» **THE TASK**
Find the word "wall" in the data. Return every line where it appears.

-*-*-

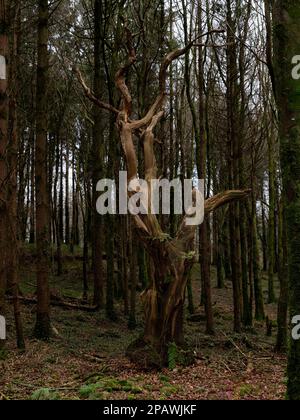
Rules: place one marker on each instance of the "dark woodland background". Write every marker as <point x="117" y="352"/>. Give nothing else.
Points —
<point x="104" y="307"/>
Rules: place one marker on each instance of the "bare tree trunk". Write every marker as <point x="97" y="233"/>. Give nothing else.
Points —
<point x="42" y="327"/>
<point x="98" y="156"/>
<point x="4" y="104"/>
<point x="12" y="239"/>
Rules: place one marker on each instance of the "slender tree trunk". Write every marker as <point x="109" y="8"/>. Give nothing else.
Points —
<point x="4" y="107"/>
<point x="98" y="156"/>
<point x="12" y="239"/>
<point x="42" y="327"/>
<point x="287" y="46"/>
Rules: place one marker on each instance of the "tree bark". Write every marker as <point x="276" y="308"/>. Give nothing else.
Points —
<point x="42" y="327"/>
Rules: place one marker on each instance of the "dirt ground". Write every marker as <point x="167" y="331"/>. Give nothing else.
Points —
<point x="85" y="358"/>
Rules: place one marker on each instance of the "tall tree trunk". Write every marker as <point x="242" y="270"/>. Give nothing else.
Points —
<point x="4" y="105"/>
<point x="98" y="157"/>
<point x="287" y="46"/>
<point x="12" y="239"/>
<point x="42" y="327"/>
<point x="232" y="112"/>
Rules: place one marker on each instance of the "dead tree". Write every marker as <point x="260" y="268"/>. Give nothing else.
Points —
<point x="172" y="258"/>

-*-*-

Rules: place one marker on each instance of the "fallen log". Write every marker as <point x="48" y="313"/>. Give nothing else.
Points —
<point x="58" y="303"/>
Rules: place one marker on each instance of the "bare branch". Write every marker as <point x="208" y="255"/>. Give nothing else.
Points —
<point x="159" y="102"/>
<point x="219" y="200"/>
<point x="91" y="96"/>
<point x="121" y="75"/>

-*-*-

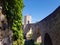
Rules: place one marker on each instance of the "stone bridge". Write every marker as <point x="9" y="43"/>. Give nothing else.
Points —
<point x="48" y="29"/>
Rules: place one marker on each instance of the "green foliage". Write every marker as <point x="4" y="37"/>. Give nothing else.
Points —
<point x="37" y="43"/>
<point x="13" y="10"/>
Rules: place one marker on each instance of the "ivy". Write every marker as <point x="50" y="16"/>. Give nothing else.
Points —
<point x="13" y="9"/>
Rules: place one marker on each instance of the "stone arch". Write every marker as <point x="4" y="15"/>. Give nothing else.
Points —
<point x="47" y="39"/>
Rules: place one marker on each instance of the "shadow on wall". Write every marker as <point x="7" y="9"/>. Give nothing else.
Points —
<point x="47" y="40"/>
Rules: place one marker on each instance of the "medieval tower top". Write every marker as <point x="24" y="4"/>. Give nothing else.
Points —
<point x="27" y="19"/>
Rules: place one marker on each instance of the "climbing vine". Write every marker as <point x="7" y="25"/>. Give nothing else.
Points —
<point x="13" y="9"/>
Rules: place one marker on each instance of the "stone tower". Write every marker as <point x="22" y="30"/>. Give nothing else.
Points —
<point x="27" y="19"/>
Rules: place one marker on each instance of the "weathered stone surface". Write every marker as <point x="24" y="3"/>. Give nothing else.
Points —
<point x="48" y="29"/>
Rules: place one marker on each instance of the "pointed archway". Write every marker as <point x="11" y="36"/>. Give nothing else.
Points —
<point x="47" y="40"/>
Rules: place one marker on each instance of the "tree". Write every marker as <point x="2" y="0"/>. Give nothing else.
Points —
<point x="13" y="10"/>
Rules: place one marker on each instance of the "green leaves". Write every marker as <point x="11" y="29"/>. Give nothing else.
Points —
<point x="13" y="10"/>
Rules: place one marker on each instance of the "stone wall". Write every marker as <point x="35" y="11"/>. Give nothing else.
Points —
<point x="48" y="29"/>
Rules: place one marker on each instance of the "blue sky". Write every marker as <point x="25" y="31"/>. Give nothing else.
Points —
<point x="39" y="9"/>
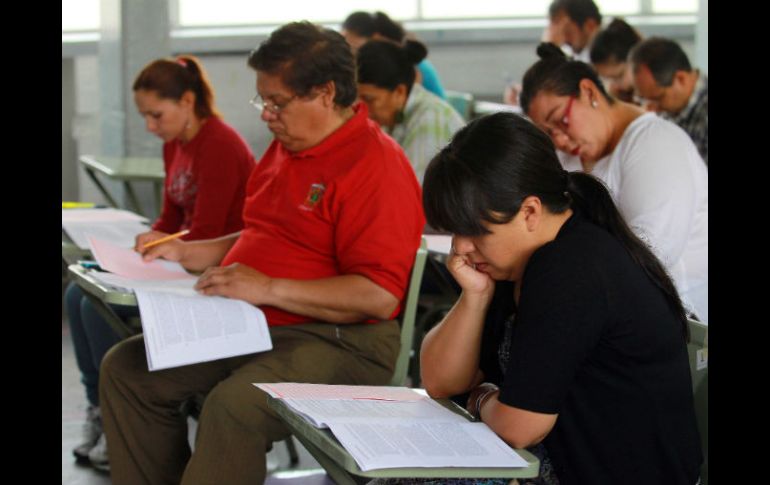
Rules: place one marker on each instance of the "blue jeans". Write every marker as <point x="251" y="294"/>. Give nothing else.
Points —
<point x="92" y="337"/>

-*-*-

» **SOLUTION TO THIS TASK**
Rules: place one marker on each instance of the "shadow on wall". Write every marker as <point x="7" y="9"/>. Give nothing else.
Rules: place one marker on each instance of the "stone wall". Write every marker as <point x="35" y="11"/>. Give nothing else.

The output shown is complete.